# [Extracto de página]
◇ ◇ ◇ ◇

El portugués Cristiano Ronaldo marcó una tripleta ante España en el debut de ambos por el Grupo B del Mundial de Rusia-2018, en Sochi
Un partido de saco de palomitas, loco, indomable, al que sólo le faltaron la prórroga y los penaltis, encendió el Mundial para España. Con un guión de documental la igualada retrata a las dos selecciones. Portugal se abrazó a Cristiano, que rodó una trilogía, brutal cuando tiene hambre e igualó a la selección de Hierro, desarmada en el inicio, brillante en el tramo medio, con un Isco descomunal, y con el sistema nervioso destrozado en el final.
España se rearmó después de un sopapo en el primer susurro y un mazazo en el balcón del descanso, pero la última bala de Cristiano, una falta al borde del área, la dejó sin respuesta. En el agujero negro del día hay que dejar a De Gea, con un fallo de los que en un Mundial te mandan a la puerta de embarque. La fortuna es que falta mucho. La selección de Sudáfrica era de acero. Ésta padece de temblores.
Un balón destinado al infierno, el territorio favorito de Diego Costa, lo rescató este de la nuez de Pepe, se lo llevó en mitad de una estampida de indios y vaqueros y lo empapeló con la pierna derecha. Era el empate, el despertador de España.

◇ ◇ ◇ ◇

# [Líneas proporcionadas]
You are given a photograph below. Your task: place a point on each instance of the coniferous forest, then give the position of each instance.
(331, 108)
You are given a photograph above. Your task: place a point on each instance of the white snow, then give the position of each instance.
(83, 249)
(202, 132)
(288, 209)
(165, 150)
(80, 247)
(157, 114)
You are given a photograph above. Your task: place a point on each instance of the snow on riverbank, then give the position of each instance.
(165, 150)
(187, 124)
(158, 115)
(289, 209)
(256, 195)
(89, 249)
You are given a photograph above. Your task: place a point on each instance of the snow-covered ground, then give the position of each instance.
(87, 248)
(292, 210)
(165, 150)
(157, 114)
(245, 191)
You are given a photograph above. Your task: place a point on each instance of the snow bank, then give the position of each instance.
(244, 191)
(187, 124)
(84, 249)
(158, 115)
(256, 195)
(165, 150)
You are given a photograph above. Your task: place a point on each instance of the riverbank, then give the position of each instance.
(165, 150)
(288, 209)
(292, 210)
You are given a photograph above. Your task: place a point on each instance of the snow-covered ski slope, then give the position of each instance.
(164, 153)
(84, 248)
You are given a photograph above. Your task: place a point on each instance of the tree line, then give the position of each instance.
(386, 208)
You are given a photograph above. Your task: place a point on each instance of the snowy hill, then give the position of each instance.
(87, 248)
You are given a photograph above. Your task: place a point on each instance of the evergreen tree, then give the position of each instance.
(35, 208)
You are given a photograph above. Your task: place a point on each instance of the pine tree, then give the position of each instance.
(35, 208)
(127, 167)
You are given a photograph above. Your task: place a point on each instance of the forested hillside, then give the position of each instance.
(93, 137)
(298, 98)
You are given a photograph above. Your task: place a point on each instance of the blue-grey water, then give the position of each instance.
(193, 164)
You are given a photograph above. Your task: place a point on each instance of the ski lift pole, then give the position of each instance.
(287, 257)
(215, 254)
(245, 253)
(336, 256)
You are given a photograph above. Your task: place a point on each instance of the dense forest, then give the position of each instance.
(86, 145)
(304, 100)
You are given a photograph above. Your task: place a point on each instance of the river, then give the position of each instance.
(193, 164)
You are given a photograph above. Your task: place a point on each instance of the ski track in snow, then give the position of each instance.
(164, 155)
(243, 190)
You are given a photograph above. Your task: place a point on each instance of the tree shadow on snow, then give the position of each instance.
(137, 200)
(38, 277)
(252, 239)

◇ ◇ ◇ ◇

# [Qué harás]
(1) Resume la crónica en dos oraciones.
(2) Enumera todas las personas que la crónica menciona por su nombre.
(3) Según la crónica, ¿con qué pierna marcó Diego Costa el empate?

# [Soluciones]
(1) Portugal y España empataron en su debut por el Grupo B del Mundial de Rusia-2018, en Sochi, en un partido loco en el que Cristiano Ronaldo marcó una tripleta. España, desarmada al inicio y brillante en el tramo medio con un Isco descomunal, se rearmó tras dos golpes, pero la última falta de Cristiano al borde del área la dejó sin respuesta, y De Gea cometió un fallo grave.

(2) Cristiano Ronaldo, Hierro, Isco, De Gea, Diego Costa y Pepe.

(3) Con la pierna derecha.